▶ PROBLEMS TO WORK ON:
1) In the mailing list message on RSBAC network controls, at what level does RSBAC network access control work?
2) Pull out the part of the RSBAC network controls message starting at "On Wednesday 01" and ending at "usability and functionality.", and copy it word for word.

[rsbac] Network controls

Amon Ott ao at rsbac.org
Wed Aug 1 13:14:44 CEST 2007


On Wednesday 01 August 2007 12:22, shahbaz khan wrote:
> On 8/1/07, Amon Ott <ao at rsbac.org> wrote:
> > On Monday 30 July 2007 22:19, shahbaz khan wrote:
> > > I will appreciate som details or references anout the
> > > implementation of network controls of rsbac w.r.t.
> > > implementaion usability and functionality.
> >
> > RSBAC network access control works on the logical connection
> > level (OSI transport level, level 4). It defines local and remote
> > endpoints by network family, connection type, address, port, etc.
> > Then all network accesses are controlled by requests like CREATE,
> > BIND, CONNECT, SEND, RECEIVE, etc.
> >
> > All accesses involving network transfers are checked with the
> > remote endpoint as object, all others with the local endpoint.
> > This means that you can e.g. control BIND to certain local ports
> > as well as CONNECT to or ACCEPT from a certain remote address and
> > port.
>
> Please shed some light on remote endpoint object.

This is the remote end of one step in communication, e.g. a TCP port 
on another system. Anything reachable over the network.

> > As network endpoints are usually very short lived, attribute
> > defaults for them are assigned through Network Templates. They
> > are ordered by numbers and describe a set of endpoints. The
> > matching template with the lowest number provides the attribute
> > values, e.g. the RC type or the ACL.
>
> I did not get the numbers in here. How and why are they assigned.
> What do they represent? How is the matching facilitated?

The numbers are given by the admin creating the template. Each 
template has a unique number. The endpoint matching function walks 
though the list of templates from lowest to highest number and picks 
the first template that matches.

> > > I will also like if anybody can explain how syscall
> > > interception in rsbac works from
> > > the implementors perspective. Is this equivalent to LSM. Does
> > > rsbac has any dependability on LSM?
> >
> > RSBAC intercepts at similar (and more) places as LSM, but it does
> > not use LSM. Major differences are that RSBAC interceptions use
> > an abstraction into request types and that it tries not to change
> > any existing kernel structures.
>
> How is this abstraction implemented? Is it similar to LSM
> abstraction?

Instead of calling a separate LSM function everywhere, which has to be 
implemented by all LSM modules, RSBAC has one single decision 
function. The request type is one parameter to this function.

RSBAC does not have a one-to-one matching between system call and 
request type, but a logical connection to the functionality. E.g. 
sys_open can lead to READ_OPEN, WRITE_OPEN, READ_WRITE_OPEN, 
APPEND_OPEN, DELETE and CREATE, depending on what it really does. 
OTOH, sys_*stat are all mapped to GET_STATUS_DATA. One system call 
can require several requests to be allowed.

▶ DATASET ENTRIES:
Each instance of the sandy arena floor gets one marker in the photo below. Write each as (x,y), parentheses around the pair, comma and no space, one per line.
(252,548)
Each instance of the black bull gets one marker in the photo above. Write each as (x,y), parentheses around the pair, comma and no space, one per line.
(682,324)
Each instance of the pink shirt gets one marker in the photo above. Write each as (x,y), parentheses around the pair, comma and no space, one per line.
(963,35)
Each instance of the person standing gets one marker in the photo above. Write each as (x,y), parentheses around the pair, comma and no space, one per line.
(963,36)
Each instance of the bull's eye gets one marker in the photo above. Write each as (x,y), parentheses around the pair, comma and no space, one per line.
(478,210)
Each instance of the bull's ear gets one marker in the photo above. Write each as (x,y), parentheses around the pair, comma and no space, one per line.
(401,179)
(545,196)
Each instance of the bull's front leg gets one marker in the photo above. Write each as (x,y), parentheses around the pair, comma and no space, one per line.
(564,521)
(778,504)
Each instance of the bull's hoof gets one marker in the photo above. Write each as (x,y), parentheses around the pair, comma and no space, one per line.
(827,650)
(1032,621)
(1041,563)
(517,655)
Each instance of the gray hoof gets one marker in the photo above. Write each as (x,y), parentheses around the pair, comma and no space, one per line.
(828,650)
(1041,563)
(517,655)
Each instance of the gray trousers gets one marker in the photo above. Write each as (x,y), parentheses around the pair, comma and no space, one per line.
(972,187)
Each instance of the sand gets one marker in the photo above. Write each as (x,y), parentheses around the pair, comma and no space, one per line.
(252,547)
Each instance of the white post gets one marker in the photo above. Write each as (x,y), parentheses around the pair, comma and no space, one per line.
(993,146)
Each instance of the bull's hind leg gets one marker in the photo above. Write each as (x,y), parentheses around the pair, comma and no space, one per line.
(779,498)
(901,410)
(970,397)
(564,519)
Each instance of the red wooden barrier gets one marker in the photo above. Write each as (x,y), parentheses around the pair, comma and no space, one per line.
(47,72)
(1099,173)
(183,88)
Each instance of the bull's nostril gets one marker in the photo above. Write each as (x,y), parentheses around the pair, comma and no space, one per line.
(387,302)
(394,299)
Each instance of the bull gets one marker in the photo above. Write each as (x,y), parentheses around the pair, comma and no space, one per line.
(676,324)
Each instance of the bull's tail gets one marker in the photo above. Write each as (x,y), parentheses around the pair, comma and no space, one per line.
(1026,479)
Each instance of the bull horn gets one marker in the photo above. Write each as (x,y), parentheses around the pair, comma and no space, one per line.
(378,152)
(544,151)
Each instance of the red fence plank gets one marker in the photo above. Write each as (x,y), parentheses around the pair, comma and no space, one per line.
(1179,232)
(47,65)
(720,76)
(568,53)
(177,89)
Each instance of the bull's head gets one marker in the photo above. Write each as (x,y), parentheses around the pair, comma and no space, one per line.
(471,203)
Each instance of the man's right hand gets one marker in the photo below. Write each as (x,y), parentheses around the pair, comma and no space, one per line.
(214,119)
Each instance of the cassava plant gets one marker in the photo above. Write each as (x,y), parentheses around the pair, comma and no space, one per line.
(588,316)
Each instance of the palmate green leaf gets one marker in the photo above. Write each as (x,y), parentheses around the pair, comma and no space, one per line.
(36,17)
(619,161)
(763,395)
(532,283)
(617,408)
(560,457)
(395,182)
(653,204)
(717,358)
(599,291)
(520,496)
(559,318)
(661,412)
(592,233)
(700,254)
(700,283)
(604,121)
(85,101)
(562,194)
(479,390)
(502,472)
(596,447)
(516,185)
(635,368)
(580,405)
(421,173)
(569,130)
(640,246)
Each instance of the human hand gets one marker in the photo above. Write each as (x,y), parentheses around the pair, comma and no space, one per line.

▶ OUTPUTS FOR THE TASKS:
1) It works on the logical connection level, which is the OSI transport level (level 4).

2)
On Wednesday 01 August 2007 12:22, shahbaz khan wrote:
> On 8/1/07, Amon Ott <ao at rsbac.org> wrote:
> > On Monday 30 July 2007 22:19, shahbaz khan wrote:
> > > I will appreciate som details or references anout the
> > > implementation of network controls of rsbac w.r.t.
> > > implementaion usability and functionality.